THE PROBLEM » Omit every picture while repeating the entries exactly.

Dataset records about object locations
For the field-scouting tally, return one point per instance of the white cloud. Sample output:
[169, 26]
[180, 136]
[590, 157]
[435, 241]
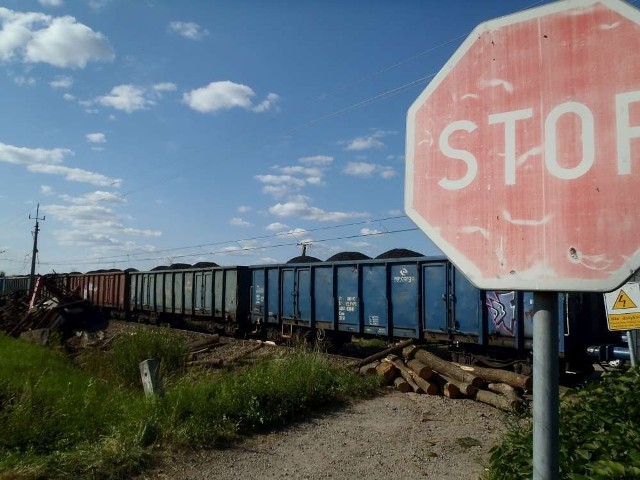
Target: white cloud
[239, 222]
[387, 172]
[164, 87]
[219, 96]
[299, 207]
[276, 227]
[76, 175]
[98, 196]
[40, 160]
[128, 98]
[96, 137]
[295, 233]
[98, 4]
[316, 160]
[61, 82]
[276, 191]
[298, 170]
[189, 30]
[280, 180]
[267, 104]
[28, 156]
[280, 185]
[359, 169]
[95, 226]
[368, 142]
[22, 81]
[63, 42]
[364, 169]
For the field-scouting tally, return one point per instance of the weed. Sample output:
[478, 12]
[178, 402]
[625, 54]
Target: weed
[599, 434]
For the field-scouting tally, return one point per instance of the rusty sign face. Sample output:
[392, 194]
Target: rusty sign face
[523, 153]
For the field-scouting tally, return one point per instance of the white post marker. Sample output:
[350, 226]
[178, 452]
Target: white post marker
[525, 172]
[623, 313]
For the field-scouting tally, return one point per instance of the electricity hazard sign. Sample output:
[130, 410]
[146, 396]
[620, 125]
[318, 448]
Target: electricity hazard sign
[623, 307]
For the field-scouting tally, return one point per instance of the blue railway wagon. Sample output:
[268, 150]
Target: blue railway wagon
[376, 297]
[424, 298]
[211, 293]
[9, 285]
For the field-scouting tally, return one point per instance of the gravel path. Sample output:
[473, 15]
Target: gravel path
[392, 435]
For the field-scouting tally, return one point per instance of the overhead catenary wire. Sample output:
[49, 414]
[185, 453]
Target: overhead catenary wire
[246, 239]
[237, 250]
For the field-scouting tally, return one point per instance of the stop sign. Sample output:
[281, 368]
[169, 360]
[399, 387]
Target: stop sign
[523, 153]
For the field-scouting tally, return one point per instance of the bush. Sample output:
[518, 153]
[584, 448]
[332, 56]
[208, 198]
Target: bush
[599, 434]
[55, 419]
[121, 364]
[58, 422]
[266, 395]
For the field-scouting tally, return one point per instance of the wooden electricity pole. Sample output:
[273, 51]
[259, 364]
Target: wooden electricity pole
[35, 247]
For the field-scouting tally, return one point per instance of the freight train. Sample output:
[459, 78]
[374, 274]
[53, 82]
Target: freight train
[392, 296]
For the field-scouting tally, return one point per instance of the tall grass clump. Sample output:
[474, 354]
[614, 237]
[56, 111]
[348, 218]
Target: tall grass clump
[57, 421]
[599, 435]
[121, 363]
[266, 395]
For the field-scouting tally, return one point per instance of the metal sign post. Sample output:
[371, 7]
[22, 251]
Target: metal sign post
[522, 158]
[546, 403]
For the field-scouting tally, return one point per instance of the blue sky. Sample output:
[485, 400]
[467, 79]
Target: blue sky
[155, 132]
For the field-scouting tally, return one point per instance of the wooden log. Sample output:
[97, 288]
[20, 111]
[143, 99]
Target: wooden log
[499, 401]
[248, 351]
[447, 368]
[402, 385]
[420, 368]
[369, 369]
[192, 354]
[448, 389]
[383, 353]
[495, 375]
[409, 352]
[210, 340]
[387, 370]
[504, 389]
[404, 372]
[210, 362]
[466, 389]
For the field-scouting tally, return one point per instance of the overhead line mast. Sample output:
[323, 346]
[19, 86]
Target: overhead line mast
[35, 247]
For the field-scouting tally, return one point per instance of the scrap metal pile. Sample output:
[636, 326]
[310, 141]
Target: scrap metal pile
[50, 309]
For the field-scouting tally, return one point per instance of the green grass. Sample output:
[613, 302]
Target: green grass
[599, 434]
[58, 421]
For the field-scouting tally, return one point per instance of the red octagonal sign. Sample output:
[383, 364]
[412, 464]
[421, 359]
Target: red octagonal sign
[523, 153]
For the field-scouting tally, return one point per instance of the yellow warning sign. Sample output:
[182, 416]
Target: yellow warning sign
[623, 302]
[624, 321]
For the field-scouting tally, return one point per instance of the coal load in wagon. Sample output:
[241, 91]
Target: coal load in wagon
[179, 266]
[304, 259]
[399, 253]
[342, 256]
[204, 264]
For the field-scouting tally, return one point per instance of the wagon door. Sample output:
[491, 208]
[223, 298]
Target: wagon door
[405, 301]
[374, 299]
[348, 298]
[467, 308]
[435, 299]
[296, 296]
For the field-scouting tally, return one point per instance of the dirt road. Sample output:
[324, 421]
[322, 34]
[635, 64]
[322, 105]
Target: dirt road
[393, 435]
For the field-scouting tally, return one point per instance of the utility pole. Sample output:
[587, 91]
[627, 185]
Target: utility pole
[304, 246]
[35, 247]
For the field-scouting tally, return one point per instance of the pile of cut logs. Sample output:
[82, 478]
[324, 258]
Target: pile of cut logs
[422, 371]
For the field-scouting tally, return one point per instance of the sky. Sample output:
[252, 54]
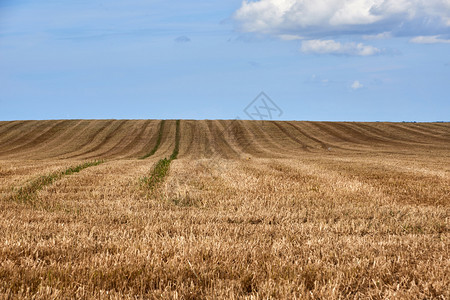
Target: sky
[319, 60]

COMPLETED EXERCISE »
For the field-scouting tally, return one point per instance of the white cloud. Sample output:
[169, 26]
[180, 136]
[590, 157]
[435, 241]
Target: white cloud
[239, 222]
[387, 172]
[164, 87]
[219, 96]
[299, 207]
[276, 227]
[76, 175]
[98, 196]
[40, 160]
[128, 98]
[96, 137]
[295, 233]
[98, 4]
[316, 160]
[61, 82]
[276, 191]
[298, 170]
[189, 30]
[280, 180]
[267, 104]
[28, 156]
[280, 185]
[359, 169]
[95, 226]
[368, 142]
[22, 81]
[63, 42]
[364, 169]
For the field-scouting tally, return one point per instance of the weed. Sample output:
[478, 12]
[178, 402]
[625, 54]
Target: weed
[599, 434]
For the field-scouting tally, return one point per instance of the rusty sign face. Sample output:
[392, 194]
Target: rusty sign face
[523, 153]
For the field-scouting tally, return one point per instance of the white post marker. Sample output:
[350, 226]
[178, 452]
Target: white post marker
[525, 172]
[623, 313]
For the field-scouting tally, return one point per instance of the electricity hazard sign. Sample output:
[130, 410]
[146, 396]
[620, 125]
[318, 448]
Target: electricity hazard sign
[623, 307]
For the field-scouting tally, return one point per instance of the blue railway wagon. Sample output:
[268, 150]
Target: blue railway wagon
[376, 297]
[424, 298]
[211, 293]
[9, 285]
For the field-scouting tally, return one point per instance of the gravel path. Sample output:
[473, 15]
Target: gravel path
[392, 435]
For the field-scouting tally, return one point per instance of the overhead catenary wire. Sample output:
[49, 414]
[185, 453]
Target: overhead catenary wire
[246, 239]
[237, 250]
For the field-scouting tally, return one point per instance of the stop sign. Sample output:
[281, 368]
[169, 360]
[399, 387]
Target: stop sign
[523, 153]
For the field-scouting tally, return one point per instance of the bush. Sample output:
[518, 153]
[584, 448]
[332, 56]
[208, 198]
Target: bush
[599, 434]
[55, 419]
[121, 364]
[58, 422]
[266, 395]
For the field-scouting tally, return one point per instance of the wooden electricity pole. Sample output:
[273, 51]
[259, 364]
Target: wooden electricity pole
[35, 247]
For the field-scouting tally, return one point per instance of the freight train. Sample output:
[459, 78]
[374, 274]
[53, 82]
Target: freight train
[392, 296]
For the field-scouting tally, return one point per instance of the tall grass clump. Sample output:
[474, 354]
[614, 237]
[56, 111]
[348, 218]
Target: tall grass clump
[57, 421]
[599, 435]
[121, 363]
[266, 395]
For the field-scouting tally, return one point per instance of the metal sign post. Sample output:
[371, 7]
[22, 251]
Target: metal sign post
[522, 158]
[546, 403]
For the field-scouting tally, return one point per instance of the blue sky. Sample output:
[485, 400]
[467, 79]
Target: blue sky
[155, 132]
For the field-scouting tally, return one point per instance of the wooden log. Sample output:
[97, 288]
[20, 111]
[143, 99]
Target: wooden log
[499, 401]
[248, 351]
[447, 368]
[402, 385]
[420, 368]
[369, 369]
[192, 354]
[448, 389]
[383, 353]
[495, 375]
[409, 352]
[210, 340]
[387, 370]
[504, 389]
[404, 372]
[210, 362]
[466, 389]
For the field-scouting tally, return one point per instance of the overhead line mast. Sample output:
[323, 346]
[19, 86]
Target: overhead line mast
[35, 247]
For the field-scouting tally, return one point per instance of the scrap metal pile. Sample output:
[636, 326]
[310, 141]
Target: scrap metal pile
[50, 309]
For the field-scouting tally, return one point per instance of the green grass. Sample output:
[613, 302]
Target: green grass
[599, 434]
[58, 421]
For the field-scouting tally, return one point per instance of the red octagonal sign. Sample output:
[383, 364]
[412, 464]
[421, 359]
Target: red octagonal sign
[523, 153]
For the field-scouting tally, return one point per instance of the yellow warning sign. Sample output:
[182, 416]
Target: yellow warning sign
[623, 302]
[624, 321]
For the field-scouting tally, return one point per instance of the coal load in wagon. Sample output:
[241, 91]
Target: coal load in wagon
[179, 266]
[304, 259]
[399, 253]
[342, 256]
[204, 264]
For the field-scouting tally, return one point per instance of the wagon door. Sample output:
[491, 208]
[223, 298]
Target: wagon door
[405, 301]
[374, 299]
[348, 298]
[467, 308]
[435, 299]
[296, 296]
For the field-scouting tally, return one point per instance of the dirt road. Sample output:
[324, 421]
[322, 34]
[635, 64]
[322, 105]
Target: dirt road
[393, 435]
For the field-scouting tally, return one point per instance of the utility pole. Sample output:
[587, 91]
[627, 185]
Target: utility pole
[304, 246]
[35, 247]
For the field-scouting tally, return one point per instance of the pile of cut logs. Sample output:
[82, 478]
[324, 258]
Target: pile of cut logs
[422, 371]
For the field-scouting tally, return one point per instance of the sky. Sample output:
[252, 54]
Target: sky
[319, 60]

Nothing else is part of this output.